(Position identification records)
----

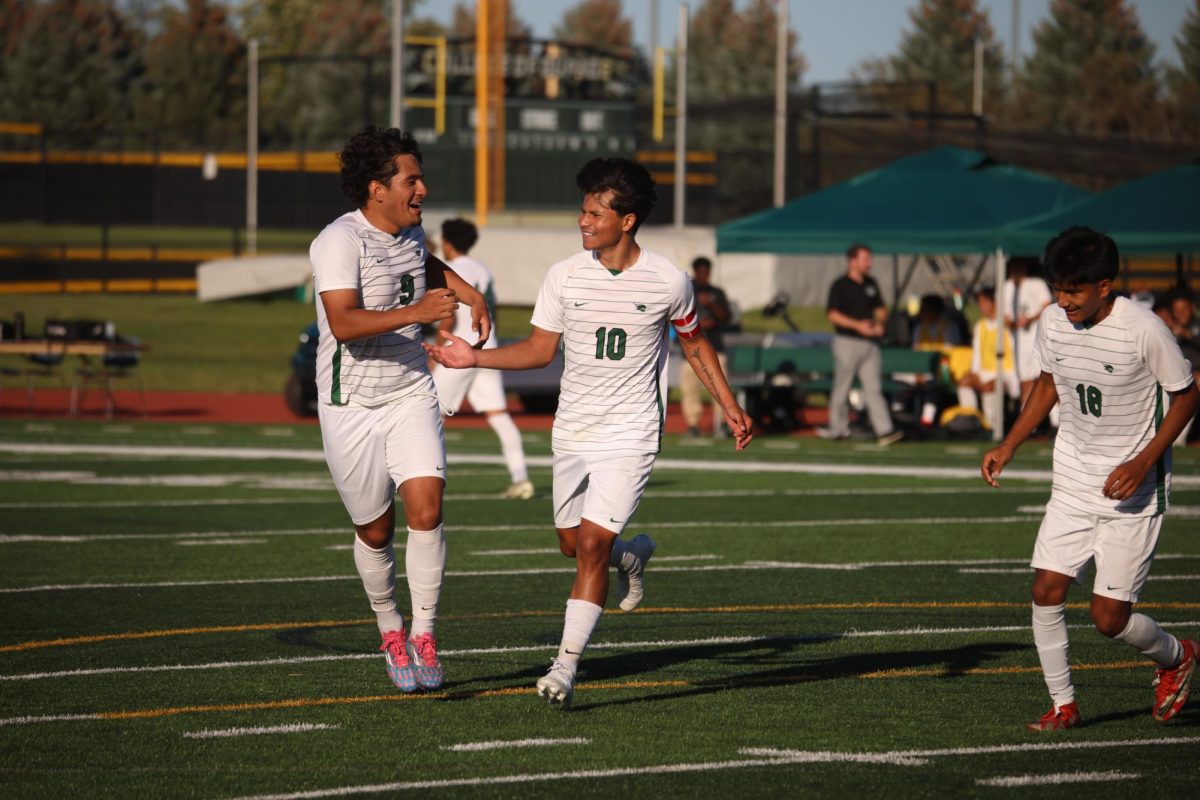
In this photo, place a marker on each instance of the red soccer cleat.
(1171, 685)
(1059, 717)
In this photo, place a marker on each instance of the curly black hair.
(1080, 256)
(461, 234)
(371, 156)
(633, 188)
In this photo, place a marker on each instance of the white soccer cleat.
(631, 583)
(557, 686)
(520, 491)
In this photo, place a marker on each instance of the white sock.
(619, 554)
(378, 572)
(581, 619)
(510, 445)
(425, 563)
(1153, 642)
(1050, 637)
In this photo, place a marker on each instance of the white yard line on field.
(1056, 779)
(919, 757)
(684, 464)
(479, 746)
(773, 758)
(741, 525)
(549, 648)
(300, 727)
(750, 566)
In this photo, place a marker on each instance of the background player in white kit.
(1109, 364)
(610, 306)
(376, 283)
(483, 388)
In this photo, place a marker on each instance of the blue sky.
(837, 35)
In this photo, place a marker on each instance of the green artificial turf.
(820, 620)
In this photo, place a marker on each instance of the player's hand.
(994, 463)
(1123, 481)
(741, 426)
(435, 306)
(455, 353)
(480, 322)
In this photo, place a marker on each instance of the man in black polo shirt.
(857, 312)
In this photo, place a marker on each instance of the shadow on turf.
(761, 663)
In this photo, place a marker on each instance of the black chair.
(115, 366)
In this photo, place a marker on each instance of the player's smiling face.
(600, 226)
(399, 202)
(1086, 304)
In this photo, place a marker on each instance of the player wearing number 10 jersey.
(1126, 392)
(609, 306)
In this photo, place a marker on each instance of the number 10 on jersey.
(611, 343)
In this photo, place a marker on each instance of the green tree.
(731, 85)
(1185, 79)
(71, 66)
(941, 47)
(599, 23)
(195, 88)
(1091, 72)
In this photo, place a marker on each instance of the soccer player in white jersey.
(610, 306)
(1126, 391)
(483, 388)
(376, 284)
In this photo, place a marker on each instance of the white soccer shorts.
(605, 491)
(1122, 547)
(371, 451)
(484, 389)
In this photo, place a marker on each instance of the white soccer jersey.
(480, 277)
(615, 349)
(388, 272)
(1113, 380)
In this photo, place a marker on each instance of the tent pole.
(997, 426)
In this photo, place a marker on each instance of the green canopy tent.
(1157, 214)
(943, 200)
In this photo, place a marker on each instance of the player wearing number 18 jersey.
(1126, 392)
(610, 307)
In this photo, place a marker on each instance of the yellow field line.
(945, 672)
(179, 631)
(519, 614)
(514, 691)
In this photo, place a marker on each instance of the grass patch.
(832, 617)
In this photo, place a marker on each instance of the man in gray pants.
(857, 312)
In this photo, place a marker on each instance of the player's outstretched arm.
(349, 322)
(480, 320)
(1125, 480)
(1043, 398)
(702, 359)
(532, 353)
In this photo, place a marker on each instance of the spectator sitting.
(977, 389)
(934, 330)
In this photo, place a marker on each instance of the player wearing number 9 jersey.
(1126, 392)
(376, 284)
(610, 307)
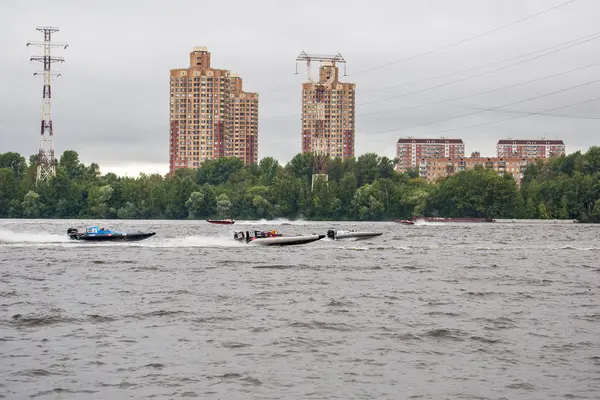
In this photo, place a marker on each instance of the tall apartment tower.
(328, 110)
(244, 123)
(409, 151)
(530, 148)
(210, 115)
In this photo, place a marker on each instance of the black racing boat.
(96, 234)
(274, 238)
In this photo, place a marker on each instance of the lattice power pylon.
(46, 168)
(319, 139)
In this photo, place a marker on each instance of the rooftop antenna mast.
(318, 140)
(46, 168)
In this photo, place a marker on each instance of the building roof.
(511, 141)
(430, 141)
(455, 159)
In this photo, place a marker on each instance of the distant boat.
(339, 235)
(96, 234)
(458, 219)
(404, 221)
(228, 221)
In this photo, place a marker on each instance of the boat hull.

----

_What this task involves_
Copy out all of the data above with "place a marker" changed to "put a dot" wherever it occurs, keeping everything else identical. Leave the pictures out of your answer.

_Reply to the exercise_
In this photo, put a dot on each instance of the red soccer cleat.
(1171, 685)
(1059, 717)
In this photo, put a dot on each instance of the curly black hair.
(1080, 256)
(461, 234)
(371, 156)
(633, 188)
In this photo, put a dot on each instance of the white soccer cleat.
(631, 583)
(557, 686)
(520, 491)
In this photo, put a dot on each instance of the white sock.
(619, 554)
(378, 572)
(581, 619)
(510, 445)
(425, 563)
(1153, 642)
(1050, 637)
In this photo, put a dot on each instance of the white yard line on field.
(1056, 779)
(919, 757)
(684, 464)
(479, 746)
(773, 758)
(741, 525)
(549, 648)
(300, 727)
(750, 566)
In this photo, put a dot on each instance of the background player in white kit.
(1109, 364)
(610, 306)
(376, 283)
(483, 388)
In this photo, put a dot on each instance of the blue sky.
(837, 35)
In this photo, put a dot on each instance of the green artificial turf.
(820, 620)
In this photo, put a dot on each instance of the player's hand.
(994, 463)
(1123, 481)
(741, 426)
(435, 306)
(455, 353)
(480, 322)
In this photo, put a dot on each instance of the man in black polo shirt.
(857, 312)
In this photo, put a dot on each instance of the shadow on turf.
(761, 663)
In this photo, put a dot on each instance of the black chair.
(115, 366)
In this photo, put a dot on each instance of the player's smiling face.
(600, 226)
(399, 202)
(1086, 304)
In this photo, put a dot on each instance of the player wearing number 10 jersey.
(1126, 392)
(609, 306)
In this photo, put a dot on each instance of the number 10 on jersey.
(611, 343)
In this photo, put a dot on each instance of the green tree.
(731, 85)
(1185, 79)
(71, 66)
(941, 47)
(599, 23)
(195, 88)
(1091, 72)
In this photo, put a dot on each instance of the soccer player in white jersey.
(610, 306)
(1126, 391)
(483, 388)
(376, 284)
In this photo, put a dot on each instance of the white soccer shorts.
(605, 491)
(1122, 547)
(371, 451)
(484, 389)
In this photo, put a dot on each instance of the white soccer jersey.
(480, 277)
(615, 349)
(388, 272)
(1113, 380)
In this photo, put a dot on each instance of the tent pole.
(997, 426)
In this photo, put a dot on each instance of the green canopy tent.
(1157, 214)
(943, 200)
In this photo, put a dot on each instance of the player wearing number 18 jersey.
(1126, 392)
(610, 307)
In this photo, put a dot on each instance of the yellow field line.
(945, 672)
(179, 631)
(519, 614)
(514, 691)
In this photo, put a dot on each instance of the grass patch.
(832, 617)
In this photo, put a dot on each instance of the man in gray pants.
(857, 312)
In this photo, put a dot on each instance of the player's outstretched arm.
(349, 322)
(480, 320)
(1125, 480)
(1043, 398)
(702, 359)
(532, 353)
In this photo, put a dot on each instance of the spectator sitting.
(977, 389)
(934, 330)
In this photo, put a dot on each instance of the player wearing number 9 jersey.
(1126, 392)
(376, 284)
(610, 307)
In this photo, put a dot on each instance of the tall apartment tower.
(328, 110)
(244, 123)
(409, 151)
(530, 148)
(210, 115)
In this photo, put a dot on each instance of the black racing boat.
(96, 234)
(274, 238)
In this photo, put a dot on each instance of the lattice power pylon.
(46, 168)
(319, 139)
In this photo, put a dot on each instance of the rooftop antenna mast.
(318, 140)
(46, 168)
In this photo, put a dot on each instance of the building roof.
(511, 141)
(430, 141)
(455, 159)
In this photo, put a dot on each instance of the distant boat.
(339, 235)
(96, 234)
(458, 219)
(404, 221)
(228, 221)
In this photo, put a dot on each instance of the boat hull.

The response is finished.